* [What is asked] Transcribe the portion of the blog post below from "Here I would" up to and including "be happier too.".

* [Page]
----
How long had he been watching me dance like a hooligan?  I don't know.  All I know is I don't think I've ever smiled so much in a performance ever.  And I'm pretty sure I have talked about it most of the evening.

And that, my dear reader, was the source of my sunshine today.  Holey cheese, it was fantastic!

And I loved it.

Tuesday, October 8, 2013

The Flaw of Comaprison

I was going to apologize for posting so many serious posts recently, but then I looked over them and decided there is a good mix, so... no apology for you!

Here I would like to address comparison.

In the words of Elder Uchtdorf, "Stop it."

I hate the constant urge in the world to lift oneself up by shoving other people down.  I'm aware that in order to be a well-informed voter, I should have watched the presidential debates.  I couldn't stand them.  So little time was spent showing how qualified each candidate was, and far too much time was spent throwing dirt at the other person.  By the time it was over, I really didn't like anyone at all.

The thing is this: it is possible to lift yourself up while lifting others too, and if we could all learn to do that we'd probably be able to climb higher together and be happier too.
----
* [Information provided]
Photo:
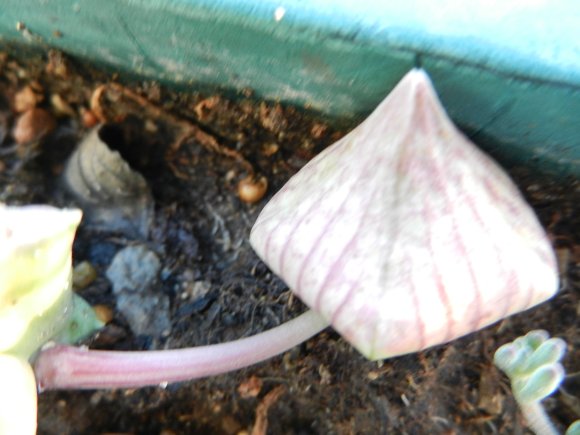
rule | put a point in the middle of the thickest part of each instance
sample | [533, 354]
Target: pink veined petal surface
----
* [Written solution]
Here I would like to address comparison.

In the words of Elder Uchtdorf, "Stop it."

I hate the constant urge in the world to lift oneself up by shoving other people down.  I'm aware that in order to be a well-informed voter, I should have watched the presidential debates.  I couldn't stand them.  So little time was spent showing how qualified each candidate was, and far too much time was spent throwing dirt at the other person.  By the time it was over, I really didn't like anyone at all.

The thing is this: it is possible to lift yourself up while lifting others too, and if we could all learn to do that we'd probably be able to climb higher together and be happier too.